::: Quoted text

On Fri, Nov 1, 2024 at 2:38 PM Pavel Begunkov <asml.silence@...il.com> wrote:
>
> On 11/1/24 19:24, Mina Almasry wrote:
> > On Fri, Nov 1, 2024 at 11:34 AM Pavel Begunkov <asml.silence@...il.com> wrote:
> ...
> >>> Huh, interesting. For devmem TCP we bind a region of memory to the
> >>> queue once, and after that we can create N connections all reusing the
> >>> same memory region. Is that not the case for io_uring? There are no
> >>
> >> Hmm, I think we already discussed the same question before. Yes, it
> >> does indeed support arbitrary number of connections. For what I was
> >> saying above, the devmem TCP analogy would be attaching buffers to the
> >> netlink socket instead of a tcp socket (that new xarray you added) when
> >> you give it to user space. Then, you can close the connection after a
> >> receive and the buffer you've got would still be alive.
> >>
> >
> > Ah, I see. You're making a tradeoff here. You leave the buffers alive
> > after each connection so the userspace can still use them if it wishes
> > but they are of course unavailable for other connections.
> >
> > But in our case (and I'm guessing yours) the process that will set up
> > the io_uring memory provider/RSS/flow steering will be a different
> > process from the one that sends/receive data, no? Because the former
> > requires CAP_NET_ADMIN privileges while the latter will not. If they
> > are 2 different processes, what happens when the latter process doing
> > the send/receive crashes? Does the memory stay unavailable until the
> > CAP_NET_ADMIN process exits? Wouldn't it be better to tie the lifetime
> > of the buffers of the connection? Sure, the buffers will become
>
> That's the tradeoff google is willing to do in the framework,
> which is fine, but it's not without cost, e.g. you need to
> store/erase into the xarray, and it's a design choice in other
> aspects, like you can't release the page pool if the socket you
> got a buffer from is still alive but the net_iov hasn't been
> returned.

::::::
::: Provided records

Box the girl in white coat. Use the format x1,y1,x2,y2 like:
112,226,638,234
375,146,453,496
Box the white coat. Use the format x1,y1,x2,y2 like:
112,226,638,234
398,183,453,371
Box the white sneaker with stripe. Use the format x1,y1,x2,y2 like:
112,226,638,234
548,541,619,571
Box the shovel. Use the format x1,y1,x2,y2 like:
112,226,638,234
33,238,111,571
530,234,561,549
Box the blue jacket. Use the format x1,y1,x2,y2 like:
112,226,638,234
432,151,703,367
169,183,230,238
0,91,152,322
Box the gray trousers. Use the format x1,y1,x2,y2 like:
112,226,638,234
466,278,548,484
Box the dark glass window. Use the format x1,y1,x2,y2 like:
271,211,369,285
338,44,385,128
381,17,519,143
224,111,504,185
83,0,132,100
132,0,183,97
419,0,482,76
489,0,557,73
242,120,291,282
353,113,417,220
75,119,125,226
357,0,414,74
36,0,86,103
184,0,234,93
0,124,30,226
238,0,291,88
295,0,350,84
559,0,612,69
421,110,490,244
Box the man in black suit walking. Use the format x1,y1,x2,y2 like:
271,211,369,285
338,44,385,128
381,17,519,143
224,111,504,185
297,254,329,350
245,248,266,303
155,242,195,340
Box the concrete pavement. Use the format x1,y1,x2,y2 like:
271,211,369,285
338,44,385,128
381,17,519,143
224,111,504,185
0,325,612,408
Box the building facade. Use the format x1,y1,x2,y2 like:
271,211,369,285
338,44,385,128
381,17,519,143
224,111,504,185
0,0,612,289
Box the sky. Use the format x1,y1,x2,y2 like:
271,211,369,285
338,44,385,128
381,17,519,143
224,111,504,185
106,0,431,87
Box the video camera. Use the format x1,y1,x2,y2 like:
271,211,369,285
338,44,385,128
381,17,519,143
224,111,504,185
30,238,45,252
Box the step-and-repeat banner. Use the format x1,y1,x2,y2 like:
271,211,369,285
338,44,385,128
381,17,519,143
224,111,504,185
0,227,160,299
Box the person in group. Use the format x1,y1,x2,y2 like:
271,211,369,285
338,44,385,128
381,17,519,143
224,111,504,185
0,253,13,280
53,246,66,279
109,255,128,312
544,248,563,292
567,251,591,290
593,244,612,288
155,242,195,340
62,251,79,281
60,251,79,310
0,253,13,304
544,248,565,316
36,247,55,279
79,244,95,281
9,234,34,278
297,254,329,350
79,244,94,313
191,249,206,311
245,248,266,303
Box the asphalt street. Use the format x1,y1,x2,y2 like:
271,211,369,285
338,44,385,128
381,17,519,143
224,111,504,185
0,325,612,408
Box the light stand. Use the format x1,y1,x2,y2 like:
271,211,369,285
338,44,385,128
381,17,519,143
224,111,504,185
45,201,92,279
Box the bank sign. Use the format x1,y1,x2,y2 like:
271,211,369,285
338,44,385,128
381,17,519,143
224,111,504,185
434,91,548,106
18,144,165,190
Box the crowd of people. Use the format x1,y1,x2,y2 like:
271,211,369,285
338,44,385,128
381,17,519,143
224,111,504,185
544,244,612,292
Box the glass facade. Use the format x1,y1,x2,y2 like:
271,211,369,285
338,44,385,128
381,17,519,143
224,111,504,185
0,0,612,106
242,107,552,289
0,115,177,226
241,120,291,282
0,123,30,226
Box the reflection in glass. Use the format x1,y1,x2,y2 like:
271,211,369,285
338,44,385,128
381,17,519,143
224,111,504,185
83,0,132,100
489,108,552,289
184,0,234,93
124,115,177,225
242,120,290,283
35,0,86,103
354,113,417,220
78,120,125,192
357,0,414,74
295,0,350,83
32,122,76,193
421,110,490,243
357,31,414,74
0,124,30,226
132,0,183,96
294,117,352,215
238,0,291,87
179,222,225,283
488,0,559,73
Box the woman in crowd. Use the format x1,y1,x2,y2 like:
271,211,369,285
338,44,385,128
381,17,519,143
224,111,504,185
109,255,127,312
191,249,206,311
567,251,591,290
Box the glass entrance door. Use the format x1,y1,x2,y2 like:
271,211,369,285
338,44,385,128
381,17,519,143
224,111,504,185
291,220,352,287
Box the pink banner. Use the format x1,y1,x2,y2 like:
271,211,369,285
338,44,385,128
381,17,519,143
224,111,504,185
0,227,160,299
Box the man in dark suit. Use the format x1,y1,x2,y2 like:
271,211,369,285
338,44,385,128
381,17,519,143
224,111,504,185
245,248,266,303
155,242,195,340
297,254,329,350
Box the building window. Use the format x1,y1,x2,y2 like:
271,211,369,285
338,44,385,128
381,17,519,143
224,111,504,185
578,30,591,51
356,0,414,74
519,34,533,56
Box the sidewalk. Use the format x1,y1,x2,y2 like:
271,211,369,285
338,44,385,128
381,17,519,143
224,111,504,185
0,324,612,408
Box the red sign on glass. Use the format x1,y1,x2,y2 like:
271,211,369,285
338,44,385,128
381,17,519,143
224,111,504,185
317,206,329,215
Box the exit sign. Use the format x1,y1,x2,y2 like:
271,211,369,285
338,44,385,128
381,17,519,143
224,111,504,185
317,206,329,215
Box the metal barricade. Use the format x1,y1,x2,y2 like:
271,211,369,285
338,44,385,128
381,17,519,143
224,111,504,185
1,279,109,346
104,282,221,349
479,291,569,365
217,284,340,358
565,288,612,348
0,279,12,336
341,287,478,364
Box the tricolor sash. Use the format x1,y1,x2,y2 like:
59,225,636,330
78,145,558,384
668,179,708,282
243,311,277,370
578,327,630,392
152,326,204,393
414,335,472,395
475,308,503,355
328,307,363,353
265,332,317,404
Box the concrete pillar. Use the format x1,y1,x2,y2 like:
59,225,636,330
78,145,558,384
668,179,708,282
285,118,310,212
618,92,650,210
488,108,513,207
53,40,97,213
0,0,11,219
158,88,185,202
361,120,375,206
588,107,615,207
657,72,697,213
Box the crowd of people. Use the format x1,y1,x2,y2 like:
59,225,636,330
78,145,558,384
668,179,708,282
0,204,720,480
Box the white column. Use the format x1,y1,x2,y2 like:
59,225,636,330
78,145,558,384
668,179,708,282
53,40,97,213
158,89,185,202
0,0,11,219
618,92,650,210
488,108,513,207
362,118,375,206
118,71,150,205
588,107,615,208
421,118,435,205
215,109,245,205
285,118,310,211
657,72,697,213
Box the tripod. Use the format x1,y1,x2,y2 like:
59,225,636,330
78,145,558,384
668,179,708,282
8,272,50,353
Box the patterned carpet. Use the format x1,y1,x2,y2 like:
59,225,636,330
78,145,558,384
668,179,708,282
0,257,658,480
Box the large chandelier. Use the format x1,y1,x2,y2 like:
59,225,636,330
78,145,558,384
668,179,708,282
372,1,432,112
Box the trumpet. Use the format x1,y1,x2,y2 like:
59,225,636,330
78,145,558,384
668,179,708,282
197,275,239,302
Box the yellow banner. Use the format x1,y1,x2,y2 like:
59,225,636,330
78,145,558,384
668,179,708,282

::::::

### Tasks for this exercise
1. In the email thread about io_uring and devmem TCP, rewrite the paragraph beginning "Hmm, I think we already discussed" in fewer words, keeping its main facts.
2. In the email thread about io_uring and devmem TCP, why does Mina Almasry expect the setup process to be separate from the process that sends and receives data?
3. In the email thread about io_uring and devmem TCP, list the things Mina Almasry says the setup process will configure.

### Results by task
1. Yes, io_uring supports any number of connections. The devmem TCP equivalent of the approach described would be to attach buffers to the netlink socket, not the TCP socket (the new xarray), when handing them to user space. A connection could then be closed after a receive, and the received buffer would stay alive.

2. Setup requires CAP_NET_ADMIN privileges, while sending and receiving does not.

3.
- The io_uring memory provider
- RSS
- Flow steering